Begin Data for this exercise

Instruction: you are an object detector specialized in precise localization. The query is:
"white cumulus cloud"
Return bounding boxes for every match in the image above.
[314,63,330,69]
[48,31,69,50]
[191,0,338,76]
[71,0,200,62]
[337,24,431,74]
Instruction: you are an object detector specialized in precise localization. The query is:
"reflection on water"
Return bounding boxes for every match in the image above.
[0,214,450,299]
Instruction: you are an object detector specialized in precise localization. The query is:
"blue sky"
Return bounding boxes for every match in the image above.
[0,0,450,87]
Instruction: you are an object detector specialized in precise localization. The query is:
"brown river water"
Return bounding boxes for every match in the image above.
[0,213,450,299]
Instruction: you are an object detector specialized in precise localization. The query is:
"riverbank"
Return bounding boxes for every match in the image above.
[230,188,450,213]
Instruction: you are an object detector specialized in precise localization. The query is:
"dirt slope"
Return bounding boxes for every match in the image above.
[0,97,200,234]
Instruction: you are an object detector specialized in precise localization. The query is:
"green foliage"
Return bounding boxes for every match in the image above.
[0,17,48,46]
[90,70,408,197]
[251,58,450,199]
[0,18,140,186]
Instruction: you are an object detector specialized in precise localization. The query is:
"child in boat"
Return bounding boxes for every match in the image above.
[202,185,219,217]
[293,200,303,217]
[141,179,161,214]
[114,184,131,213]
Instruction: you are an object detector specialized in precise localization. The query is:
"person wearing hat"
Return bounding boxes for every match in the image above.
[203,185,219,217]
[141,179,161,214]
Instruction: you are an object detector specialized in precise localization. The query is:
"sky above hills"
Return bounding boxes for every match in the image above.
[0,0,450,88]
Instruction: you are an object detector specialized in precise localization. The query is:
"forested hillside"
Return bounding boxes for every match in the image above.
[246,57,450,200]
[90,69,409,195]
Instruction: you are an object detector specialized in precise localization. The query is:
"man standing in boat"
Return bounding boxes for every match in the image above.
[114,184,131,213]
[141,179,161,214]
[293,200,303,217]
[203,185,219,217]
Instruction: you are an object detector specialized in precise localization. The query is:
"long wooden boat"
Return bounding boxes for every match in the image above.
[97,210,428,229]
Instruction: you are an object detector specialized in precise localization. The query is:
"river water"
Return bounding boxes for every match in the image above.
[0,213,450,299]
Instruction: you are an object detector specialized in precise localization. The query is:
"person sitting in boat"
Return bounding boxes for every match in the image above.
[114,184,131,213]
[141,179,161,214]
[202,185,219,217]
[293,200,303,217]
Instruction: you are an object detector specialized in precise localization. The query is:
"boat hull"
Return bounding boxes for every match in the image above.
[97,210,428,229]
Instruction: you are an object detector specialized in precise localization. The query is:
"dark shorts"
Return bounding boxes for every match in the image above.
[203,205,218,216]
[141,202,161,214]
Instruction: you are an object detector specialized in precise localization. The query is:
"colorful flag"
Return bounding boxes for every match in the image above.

End Data for this exercise

Written request:
Turn every line of the records above into a numbered list, leaving out any blank lines.

Answer for the task:
1. Instruction: you are an object detector specialized in precise localization. The query is:
2. "white cumulus cloud"
3. Return bounding boxes for every match in the image above.
4. [314,63,330,69]
5. [48,31,69,50]
6. [191,0,338,76]
7. [71,0,200,62]
8. [337,24,431,74]
9. Instruction: you are an object detector specialized in precise localization. The query is:
10. "reflection on water"
11. Return bounding boxes for every match in the image above.
12. [0,214,450,299]
13. Instruction: you are an object detector specialized in precise localization. The query is:
14. "blue sky"
15. Return bounding boxes for every match in the image above.
16. [0,0,450,87]
17. Instruction: you are an object detector specialized in precise localization. The query is:
18. "brown river water"
19. Return bounding boxes for every match in the image above.
20. [0,213,450,299]
21. Instruction: you are an object detector specialized in precise localization. The query is:
22. "riverbank"
23. Return bounding boxes for every match in the image above.
24. [230,188,450,213]
25. Instruction: you are an object detector specialized in precise localization. The query is:
26. "dirt slope"
27. Return bounding boxes for every match in the image above.
28. [0,97,200,234]
29. Instruction: you are an object detector specialized in precise localization. The query is:
30. "green foliage"
31. Return bounding boxes for every match in the image above.
32. [0,17,48,46]
33. [90,70,408,197]
34. [251,58,450,199]
35. [0,18,140,186]
36. Instruction: you are an object detector specialized in precise localization. The query is:
37. "child in boat"
38. Return bounding boxes for every match in the image above.
39. [202,185,219,217]
40. [293,200,303,217]
41. [141,179,161,214]
42. [114,184,131,213]
43. Instruction: you are an object detector specialized in precise localization. The query is:
44. "person wearing hat"
45. Return bounding boxes for every match in the image above.
46. [203,185,219,217]
47. [141,179,161,214]
48. Instruction: you are an object detector specialized in precise localization. The query is:
49. "sky above hills"
50. Return bounding boxes for every match in the image above.
51. [0,0,450,88]
52. Instruction: you are an object detector specialized in precise localization. The query is:
53. "forested hillside"
54. Return bounding boxes for every match in the image above.
55. [246,57,450,200]
56. [90,69,409,195]
57. Instruction: you are an object detector specialized in precise localization. The query is:
58. "man standing in boat"
59. Return bounding boxes for every match in the image above.
60. [114,184,131,213]
61. [141,179,161,214]
62. [293,200,303,217]
63. [203,185,219,217]
64. Instruction: you are an object detector specialized in precise localization. The query is:
65. "long wooden boat"
66. Return bounding boxes for every match in the image above.
67. [97,210,428,229]
68. Instruction: you are an object detector specialized in precise localization. The query is:
69. "river water"
70. Return bounding boxes for every match in the image above.
71. [0,213,450,299]
72. Instruction: you are an object detector specialized in precise localization. The query is:
73. "person sitting in boat"
74. Return bounding boxes for every match in the image above.
75. [114,184,131,213]
76. [141,179,161,214]
77. [202,185,219,217]
78. [293,200,303,217]
79. Instruction: you are an object detector specialized in precise localization. The query is:
80. "boat hull"
81. Return bounding boxes for every match in the image above.
82. [97,210,428,229]
83. Instruction: you are an object detector specialized in precise localization. The query is:
84. "dark shorts"
85. Return bounding boxes for every match in the image above.
86. [203,205,218,216]
87. [141,202,161,214]
88. Instruction: you are an object detector specialized in precise localization. The query is:
89. "colorful flag"
90. Return bounding boxes for every match in the image above.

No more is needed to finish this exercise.